*Work request*
Here is a block of records. Copy every line in it that includes "guardrail".

*Dataset extract*
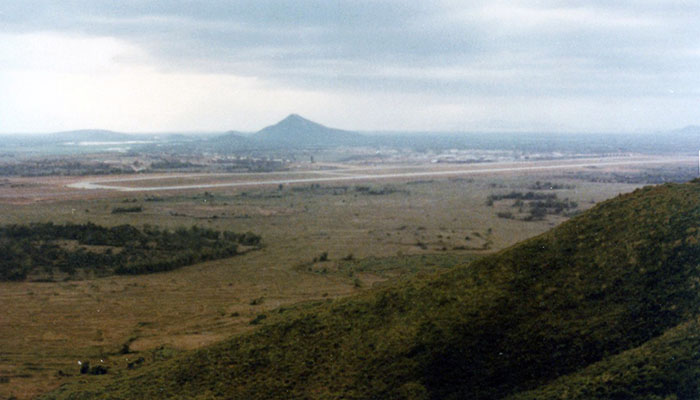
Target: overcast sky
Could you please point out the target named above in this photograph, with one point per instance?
(157, 65)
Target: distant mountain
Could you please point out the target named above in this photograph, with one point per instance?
(296, 131)
(605, 306)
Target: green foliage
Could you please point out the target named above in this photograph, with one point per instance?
(124, 249)
(604, 306)
(122, 210)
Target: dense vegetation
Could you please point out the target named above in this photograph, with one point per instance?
(536, 205)
(605, 306)
(44, 249)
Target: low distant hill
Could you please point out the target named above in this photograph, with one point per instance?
(605, 306)
(292, 132)
(300, 132)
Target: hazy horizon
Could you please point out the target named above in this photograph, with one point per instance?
(446, 66)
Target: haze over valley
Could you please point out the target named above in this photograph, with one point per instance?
(349, 200)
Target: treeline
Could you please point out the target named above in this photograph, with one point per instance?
(43, 249)
(534, 206)
(519, 196)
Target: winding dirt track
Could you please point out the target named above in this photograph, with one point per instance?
(361, 174)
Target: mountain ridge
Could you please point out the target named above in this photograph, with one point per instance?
(533, 318)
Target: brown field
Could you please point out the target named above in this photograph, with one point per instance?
(47, 327)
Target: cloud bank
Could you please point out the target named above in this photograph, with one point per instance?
(376, 65)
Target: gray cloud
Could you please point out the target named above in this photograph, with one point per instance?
(553, 48)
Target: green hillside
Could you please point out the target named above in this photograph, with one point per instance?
(604, 306)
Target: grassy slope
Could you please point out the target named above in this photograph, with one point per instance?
(589, 293)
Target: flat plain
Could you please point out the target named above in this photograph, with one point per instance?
(322, 240)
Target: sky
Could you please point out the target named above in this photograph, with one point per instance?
(388, 65)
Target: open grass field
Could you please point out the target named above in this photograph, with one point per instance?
(321, 240)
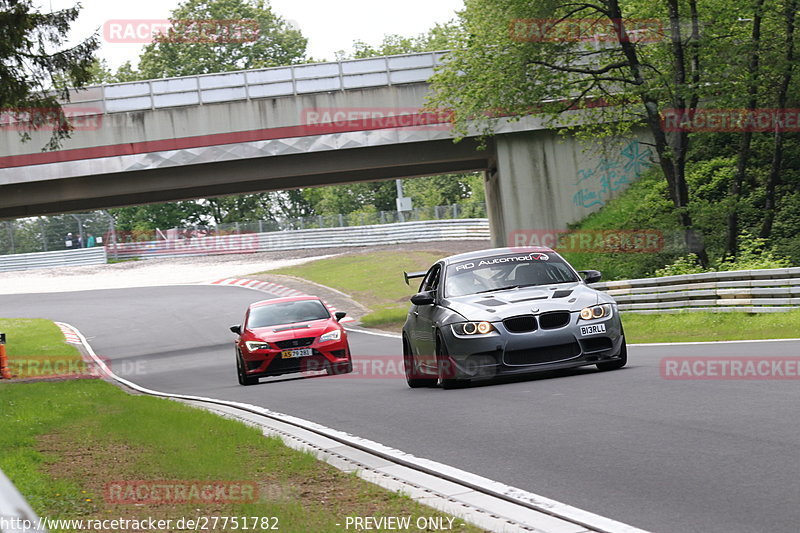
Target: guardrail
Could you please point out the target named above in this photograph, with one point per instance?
(15, 513)
(249, 84)
(752, 291)
(85, 256)
(375, 235)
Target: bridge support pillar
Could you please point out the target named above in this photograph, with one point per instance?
(544, 181)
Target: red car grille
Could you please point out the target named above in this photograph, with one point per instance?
(295, 343)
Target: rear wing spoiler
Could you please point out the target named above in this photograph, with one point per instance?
(410, 275)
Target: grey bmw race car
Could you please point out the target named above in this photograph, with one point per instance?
(507, 311)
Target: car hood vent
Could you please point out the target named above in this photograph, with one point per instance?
(529, 299)
(490, 303)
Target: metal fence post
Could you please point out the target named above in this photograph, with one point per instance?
(4, 372)
(43, 227)
(10, 226)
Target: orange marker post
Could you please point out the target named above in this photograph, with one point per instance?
(4, 372)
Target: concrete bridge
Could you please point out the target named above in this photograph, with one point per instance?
(300, 126)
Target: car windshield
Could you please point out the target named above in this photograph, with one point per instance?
(287, 313)
(506, 272)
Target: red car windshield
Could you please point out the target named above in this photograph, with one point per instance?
(287, 313)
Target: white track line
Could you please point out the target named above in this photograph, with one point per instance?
(700, 343)
(521, 499)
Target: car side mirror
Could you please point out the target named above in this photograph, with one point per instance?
(591, 276)
(422, 298)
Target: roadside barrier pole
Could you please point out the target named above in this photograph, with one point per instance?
(4, 372)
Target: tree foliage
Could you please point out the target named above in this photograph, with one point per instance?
(36, 70)
(606, 67)
(277, 42)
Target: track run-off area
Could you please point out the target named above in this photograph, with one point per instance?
(659, 454)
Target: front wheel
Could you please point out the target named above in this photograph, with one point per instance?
(342, 368)
(446, 367)
(619, 363)
(411, 370)
(244, 379)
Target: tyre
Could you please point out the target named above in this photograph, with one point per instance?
(411, 371)
(342, 368)
(622, 361)
(244, 379)
(445, 369)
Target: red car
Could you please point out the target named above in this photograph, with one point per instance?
(287, 335)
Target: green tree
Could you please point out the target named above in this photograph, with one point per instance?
(510, 66)
(36, 70)
(440, 37)
(159, 216)
(190, 50)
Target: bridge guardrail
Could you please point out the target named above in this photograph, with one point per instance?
(15, 513)
(85, 256)
(380, 234)
(753, 291)
(250, 84)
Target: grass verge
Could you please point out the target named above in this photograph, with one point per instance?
(64, 442)
(375, 280)
(689, 327)
(36, 348)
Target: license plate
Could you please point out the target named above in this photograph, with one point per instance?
(290, 354)
(594, 329)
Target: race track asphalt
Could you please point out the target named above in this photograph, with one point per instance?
(664, 455)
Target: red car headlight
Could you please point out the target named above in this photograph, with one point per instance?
(334, 335)
(256, 345)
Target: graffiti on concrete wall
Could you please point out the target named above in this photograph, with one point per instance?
(611, 174)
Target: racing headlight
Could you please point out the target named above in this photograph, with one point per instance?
(473, 328)
(597, 311)
(252, 346)
(334, 335)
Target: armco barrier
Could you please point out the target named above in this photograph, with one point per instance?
(753, 291)
(403, 232)
(85, 256)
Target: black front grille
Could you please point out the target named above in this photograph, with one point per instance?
(295, 343)
(596, 344)
(556, 319)
(545, 354)
(520, 324)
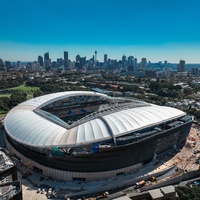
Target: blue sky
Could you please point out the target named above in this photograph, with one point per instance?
(156, 29)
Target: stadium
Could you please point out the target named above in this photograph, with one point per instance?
(82, 135)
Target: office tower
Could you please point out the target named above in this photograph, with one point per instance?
(82, 62)
(123, 59)
(66, 59)
(130, 60)
(105, 59)
(7, 65)
(47, 61)
(135, 63)
(181, 66)
(18, 64)
(78, 58)
(46, 56)
(143, 64)
(40, 60)
(95, 57)
(1, 62)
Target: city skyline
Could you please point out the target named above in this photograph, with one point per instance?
(155, 29)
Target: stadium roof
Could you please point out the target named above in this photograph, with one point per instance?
(29, 128)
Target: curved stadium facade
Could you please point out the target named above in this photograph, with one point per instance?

*Finished exercise*
Target: guardrail
Target: bridge guardrail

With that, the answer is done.